Problem
Below, take the part that opens with the line containing "Your output for" and closes with the line containing "box: [0, 0, 400, 170]", both lines included. Output that part as a JSON list of strings with one string per line, leaving out any blank lines.

_ _ _ _

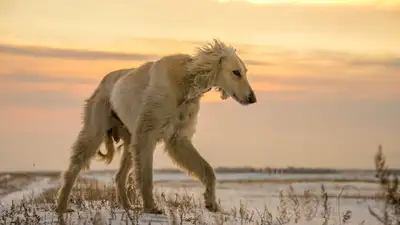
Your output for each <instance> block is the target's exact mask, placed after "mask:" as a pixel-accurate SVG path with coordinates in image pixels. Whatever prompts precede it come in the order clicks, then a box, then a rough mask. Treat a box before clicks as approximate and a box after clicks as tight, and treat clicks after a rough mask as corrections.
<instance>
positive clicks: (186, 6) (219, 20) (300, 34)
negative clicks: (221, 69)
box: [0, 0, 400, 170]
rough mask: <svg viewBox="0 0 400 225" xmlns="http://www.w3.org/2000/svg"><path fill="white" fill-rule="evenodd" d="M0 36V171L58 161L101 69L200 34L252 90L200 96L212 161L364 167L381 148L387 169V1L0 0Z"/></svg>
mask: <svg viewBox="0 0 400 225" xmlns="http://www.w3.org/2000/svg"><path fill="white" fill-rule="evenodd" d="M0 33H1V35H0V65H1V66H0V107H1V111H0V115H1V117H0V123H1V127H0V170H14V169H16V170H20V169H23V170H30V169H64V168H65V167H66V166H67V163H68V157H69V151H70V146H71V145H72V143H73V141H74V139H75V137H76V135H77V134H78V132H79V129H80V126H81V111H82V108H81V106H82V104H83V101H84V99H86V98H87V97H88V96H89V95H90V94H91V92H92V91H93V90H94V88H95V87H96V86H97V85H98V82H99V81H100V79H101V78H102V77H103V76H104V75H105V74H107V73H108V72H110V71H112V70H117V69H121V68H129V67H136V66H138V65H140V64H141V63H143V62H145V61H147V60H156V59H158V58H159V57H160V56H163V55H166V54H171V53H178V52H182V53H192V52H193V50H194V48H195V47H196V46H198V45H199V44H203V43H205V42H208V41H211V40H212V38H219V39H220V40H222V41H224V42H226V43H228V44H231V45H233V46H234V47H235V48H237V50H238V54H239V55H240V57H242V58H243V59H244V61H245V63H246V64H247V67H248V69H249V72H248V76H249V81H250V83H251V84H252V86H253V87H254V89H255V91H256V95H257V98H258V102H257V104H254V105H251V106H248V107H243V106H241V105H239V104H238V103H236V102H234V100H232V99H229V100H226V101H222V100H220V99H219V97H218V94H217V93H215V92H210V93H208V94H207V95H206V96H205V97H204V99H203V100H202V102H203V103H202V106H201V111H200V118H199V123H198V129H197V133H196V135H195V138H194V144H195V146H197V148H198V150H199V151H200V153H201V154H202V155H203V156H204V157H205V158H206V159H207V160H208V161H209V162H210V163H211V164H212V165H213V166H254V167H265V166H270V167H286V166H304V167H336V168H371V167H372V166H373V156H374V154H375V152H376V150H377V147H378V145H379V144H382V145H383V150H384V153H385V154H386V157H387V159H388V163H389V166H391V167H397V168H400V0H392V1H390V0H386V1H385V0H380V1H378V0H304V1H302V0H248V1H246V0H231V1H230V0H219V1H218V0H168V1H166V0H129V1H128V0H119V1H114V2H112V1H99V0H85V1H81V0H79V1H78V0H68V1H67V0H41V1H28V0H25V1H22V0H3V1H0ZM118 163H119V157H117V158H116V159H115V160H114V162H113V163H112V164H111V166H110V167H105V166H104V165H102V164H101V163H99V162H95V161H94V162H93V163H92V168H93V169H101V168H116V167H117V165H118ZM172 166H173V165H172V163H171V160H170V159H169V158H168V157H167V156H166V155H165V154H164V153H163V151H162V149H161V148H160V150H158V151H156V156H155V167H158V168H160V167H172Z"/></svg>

_ _ _ _

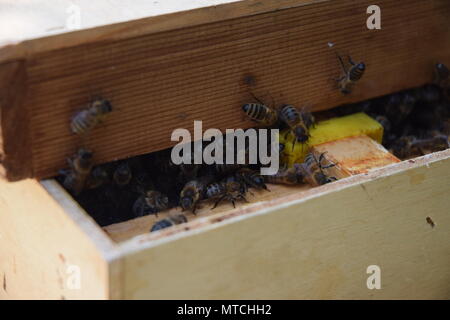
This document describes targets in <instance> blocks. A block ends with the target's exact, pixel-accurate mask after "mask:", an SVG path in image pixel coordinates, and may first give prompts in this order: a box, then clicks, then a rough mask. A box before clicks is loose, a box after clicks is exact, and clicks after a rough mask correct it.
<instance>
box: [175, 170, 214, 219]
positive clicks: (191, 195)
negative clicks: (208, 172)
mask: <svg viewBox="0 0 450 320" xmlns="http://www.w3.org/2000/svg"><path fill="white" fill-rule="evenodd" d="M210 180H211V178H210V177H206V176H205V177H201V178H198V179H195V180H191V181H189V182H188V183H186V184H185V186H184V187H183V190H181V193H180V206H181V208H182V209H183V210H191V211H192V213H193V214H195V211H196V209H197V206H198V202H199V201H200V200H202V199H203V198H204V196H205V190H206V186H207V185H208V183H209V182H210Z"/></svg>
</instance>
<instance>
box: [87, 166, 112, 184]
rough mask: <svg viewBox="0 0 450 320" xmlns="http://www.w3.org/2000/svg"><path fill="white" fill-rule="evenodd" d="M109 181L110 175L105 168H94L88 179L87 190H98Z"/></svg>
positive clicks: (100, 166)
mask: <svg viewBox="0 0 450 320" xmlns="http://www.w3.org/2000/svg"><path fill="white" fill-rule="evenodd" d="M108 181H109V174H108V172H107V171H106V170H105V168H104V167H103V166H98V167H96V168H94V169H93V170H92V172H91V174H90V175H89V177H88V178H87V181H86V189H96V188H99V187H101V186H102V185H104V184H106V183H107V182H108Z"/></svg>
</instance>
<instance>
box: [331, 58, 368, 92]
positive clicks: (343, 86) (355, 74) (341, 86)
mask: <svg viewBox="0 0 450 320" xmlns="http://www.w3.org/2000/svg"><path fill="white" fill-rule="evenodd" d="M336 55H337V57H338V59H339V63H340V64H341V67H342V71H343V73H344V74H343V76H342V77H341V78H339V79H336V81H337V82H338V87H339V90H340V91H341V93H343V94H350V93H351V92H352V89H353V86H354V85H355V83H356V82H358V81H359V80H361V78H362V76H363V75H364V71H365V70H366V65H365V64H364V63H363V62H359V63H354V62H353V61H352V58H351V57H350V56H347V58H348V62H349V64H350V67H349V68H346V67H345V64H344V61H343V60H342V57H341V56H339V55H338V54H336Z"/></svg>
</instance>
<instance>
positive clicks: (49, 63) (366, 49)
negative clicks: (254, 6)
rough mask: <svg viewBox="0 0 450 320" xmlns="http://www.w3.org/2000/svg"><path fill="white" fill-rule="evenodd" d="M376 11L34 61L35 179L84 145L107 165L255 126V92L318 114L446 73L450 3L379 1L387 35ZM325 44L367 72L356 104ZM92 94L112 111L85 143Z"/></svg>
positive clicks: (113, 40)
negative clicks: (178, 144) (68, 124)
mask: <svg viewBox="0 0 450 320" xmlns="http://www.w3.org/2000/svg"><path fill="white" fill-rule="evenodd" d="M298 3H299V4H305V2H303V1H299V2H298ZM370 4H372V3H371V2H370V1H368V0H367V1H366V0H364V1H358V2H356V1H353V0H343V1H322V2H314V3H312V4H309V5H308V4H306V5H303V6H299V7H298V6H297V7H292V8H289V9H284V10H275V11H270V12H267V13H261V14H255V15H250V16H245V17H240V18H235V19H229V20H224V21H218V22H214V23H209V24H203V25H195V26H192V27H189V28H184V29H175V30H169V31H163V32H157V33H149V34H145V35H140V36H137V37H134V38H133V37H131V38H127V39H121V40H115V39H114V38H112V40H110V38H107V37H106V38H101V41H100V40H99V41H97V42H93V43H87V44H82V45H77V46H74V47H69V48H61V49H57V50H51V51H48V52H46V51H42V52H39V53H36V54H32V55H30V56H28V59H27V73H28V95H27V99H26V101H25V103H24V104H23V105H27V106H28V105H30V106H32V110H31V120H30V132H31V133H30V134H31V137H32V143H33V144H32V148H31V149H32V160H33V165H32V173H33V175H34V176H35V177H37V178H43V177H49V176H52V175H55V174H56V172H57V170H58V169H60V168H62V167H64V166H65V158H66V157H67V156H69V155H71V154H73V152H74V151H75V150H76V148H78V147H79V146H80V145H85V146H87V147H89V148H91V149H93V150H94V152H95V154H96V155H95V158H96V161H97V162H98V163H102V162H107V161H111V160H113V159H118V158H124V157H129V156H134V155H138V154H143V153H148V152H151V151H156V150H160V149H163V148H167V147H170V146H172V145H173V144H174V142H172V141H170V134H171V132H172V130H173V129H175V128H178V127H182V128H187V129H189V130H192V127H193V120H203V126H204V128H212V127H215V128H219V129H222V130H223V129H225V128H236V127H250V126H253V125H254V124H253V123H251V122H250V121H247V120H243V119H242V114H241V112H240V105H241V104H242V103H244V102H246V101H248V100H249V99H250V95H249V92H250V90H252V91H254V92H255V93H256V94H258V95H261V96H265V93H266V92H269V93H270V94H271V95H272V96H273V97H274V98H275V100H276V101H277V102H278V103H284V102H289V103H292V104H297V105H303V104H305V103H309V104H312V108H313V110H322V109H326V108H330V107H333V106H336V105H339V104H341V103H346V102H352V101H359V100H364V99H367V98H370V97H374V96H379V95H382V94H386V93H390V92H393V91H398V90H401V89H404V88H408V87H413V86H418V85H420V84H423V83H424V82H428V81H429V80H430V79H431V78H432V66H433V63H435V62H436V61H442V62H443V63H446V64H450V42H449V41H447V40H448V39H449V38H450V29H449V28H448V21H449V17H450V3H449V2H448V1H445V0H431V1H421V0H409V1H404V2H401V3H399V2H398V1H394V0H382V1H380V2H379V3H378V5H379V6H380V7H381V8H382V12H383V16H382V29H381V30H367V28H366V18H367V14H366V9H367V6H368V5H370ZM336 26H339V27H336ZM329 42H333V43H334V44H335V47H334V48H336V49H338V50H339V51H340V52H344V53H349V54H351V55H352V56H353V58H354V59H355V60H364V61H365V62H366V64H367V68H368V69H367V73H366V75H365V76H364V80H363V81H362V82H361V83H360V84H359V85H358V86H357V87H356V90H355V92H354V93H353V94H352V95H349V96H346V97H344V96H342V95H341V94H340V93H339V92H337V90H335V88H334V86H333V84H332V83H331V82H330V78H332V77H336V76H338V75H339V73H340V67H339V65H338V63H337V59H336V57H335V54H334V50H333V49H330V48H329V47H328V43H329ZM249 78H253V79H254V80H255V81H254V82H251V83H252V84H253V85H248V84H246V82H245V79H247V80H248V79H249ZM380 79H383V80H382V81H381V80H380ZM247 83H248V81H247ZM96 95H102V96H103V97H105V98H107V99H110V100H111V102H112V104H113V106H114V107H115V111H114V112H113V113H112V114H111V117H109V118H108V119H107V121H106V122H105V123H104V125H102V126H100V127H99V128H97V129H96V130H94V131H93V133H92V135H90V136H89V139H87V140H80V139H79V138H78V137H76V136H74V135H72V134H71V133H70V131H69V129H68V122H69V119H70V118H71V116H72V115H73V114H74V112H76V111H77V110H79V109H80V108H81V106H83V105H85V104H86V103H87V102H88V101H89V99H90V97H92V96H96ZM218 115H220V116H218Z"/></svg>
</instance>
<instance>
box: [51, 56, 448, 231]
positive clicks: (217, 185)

_ _ _ _

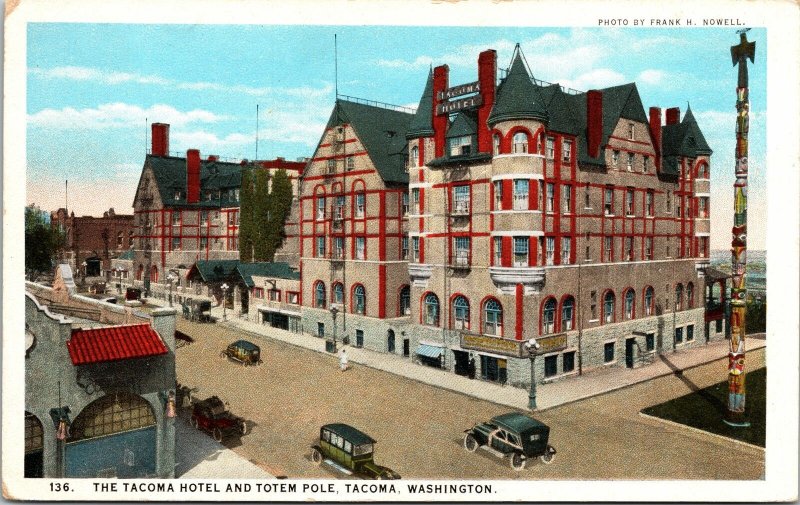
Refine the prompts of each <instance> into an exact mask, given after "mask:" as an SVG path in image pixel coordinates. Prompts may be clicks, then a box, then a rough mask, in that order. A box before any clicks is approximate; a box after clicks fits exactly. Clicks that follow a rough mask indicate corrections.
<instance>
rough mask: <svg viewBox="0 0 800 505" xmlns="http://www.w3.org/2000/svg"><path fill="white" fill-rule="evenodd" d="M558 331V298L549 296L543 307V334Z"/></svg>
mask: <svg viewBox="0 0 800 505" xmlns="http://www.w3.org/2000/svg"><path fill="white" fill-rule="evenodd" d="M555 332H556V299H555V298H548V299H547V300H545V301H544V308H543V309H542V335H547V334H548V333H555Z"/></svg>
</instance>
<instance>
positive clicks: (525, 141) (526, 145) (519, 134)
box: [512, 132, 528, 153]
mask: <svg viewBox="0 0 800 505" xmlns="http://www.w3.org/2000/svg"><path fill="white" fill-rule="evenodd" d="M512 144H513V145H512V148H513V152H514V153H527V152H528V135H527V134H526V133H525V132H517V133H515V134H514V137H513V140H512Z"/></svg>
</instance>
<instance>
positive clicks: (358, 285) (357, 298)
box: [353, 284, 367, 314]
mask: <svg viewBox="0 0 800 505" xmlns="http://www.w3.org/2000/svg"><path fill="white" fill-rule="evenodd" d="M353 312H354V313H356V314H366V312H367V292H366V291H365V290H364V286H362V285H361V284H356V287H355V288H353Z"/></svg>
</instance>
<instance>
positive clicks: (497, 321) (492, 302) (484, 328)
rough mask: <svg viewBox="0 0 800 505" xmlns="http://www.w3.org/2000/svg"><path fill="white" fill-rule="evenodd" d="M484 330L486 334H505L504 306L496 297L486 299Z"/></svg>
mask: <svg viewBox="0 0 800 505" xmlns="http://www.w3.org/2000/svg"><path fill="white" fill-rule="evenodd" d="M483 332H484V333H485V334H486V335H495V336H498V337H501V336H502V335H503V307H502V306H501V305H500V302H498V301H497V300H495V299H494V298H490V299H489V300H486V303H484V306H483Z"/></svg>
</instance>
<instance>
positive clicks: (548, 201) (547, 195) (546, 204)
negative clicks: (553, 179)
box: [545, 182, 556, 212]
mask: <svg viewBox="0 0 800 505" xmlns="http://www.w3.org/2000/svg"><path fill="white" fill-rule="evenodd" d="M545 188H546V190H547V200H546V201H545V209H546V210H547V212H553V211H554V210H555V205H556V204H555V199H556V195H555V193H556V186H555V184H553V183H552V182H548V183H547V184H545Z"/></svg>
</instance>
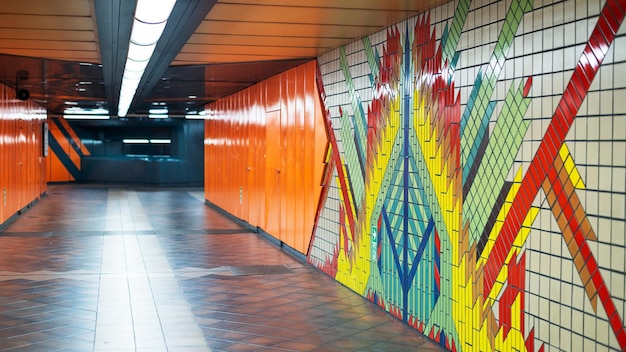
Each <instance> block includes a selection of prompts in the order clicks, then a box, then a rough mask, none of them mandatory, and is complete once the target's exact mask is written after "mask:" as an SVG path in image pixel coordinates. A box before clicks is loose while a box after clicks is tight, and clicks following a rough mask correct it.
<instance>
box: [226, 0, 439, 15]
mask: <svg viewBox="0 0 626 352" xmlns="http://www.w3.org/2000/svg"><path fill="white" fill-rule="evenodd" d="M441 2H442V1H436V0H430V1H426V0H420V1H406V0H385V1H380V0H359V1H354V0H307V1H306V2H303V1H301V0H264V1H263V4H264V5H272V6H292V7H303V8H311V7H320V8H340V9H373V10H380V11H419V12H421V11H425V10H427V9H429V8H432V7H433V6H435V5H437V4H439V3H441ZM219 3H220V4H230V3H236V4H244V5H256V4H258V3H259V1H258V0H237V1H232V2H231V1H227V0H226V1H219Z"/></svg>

_ _ _ _

Answer space
[
  "Your output for each <instance> block is the target's exact mask, placed after \"mask:\" as a pixel-accurate SVG path with coordinates in image pixels. Whatever prompts precede it come in the order clicks, then a box, then a rough mask. Treat a box before clicks as approximate and a box after clicks as tight, and treat clicks after a rough mask as corrections.",
  "<instance>",
  "positive clicks: (186, 6) (219, 20) (300, 34)",
  "negative clicks: (221, 69)",
  "box: [0, 0, 400, 170]"
]